# WHAT YOU HAVE TO DO
State how many of the lines below contain the word "post", treating uppercase and lowercase as distinct, and give only the number.

[start]

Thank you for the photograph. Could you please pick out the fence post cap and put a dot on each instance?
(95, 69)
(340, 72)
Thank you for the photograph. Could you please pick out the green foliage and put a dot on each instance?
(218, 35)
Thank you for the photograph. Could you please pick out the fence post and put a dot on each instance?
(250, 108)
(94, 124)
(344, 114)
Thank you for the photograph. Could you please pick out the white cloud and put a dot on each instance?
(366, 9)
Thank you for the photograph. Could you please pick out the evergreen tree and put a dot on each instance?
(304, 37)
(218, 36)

[end]
[start]

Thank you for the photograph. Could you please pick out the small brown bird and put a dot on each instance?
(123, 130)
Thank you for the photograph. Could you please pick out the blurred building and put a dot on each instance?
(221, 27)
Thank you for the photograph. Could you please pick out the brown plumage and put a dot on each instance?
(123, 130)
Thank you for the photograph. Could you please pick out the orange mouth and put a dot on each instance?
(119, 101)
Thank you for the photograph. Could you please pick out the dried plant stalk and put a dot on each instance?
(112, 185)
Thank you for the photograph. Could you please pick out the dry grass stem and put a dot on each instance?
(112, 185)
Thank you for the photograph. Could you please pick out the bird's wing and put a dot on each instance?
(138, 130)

[end]

# SOLVED PROBLEM
2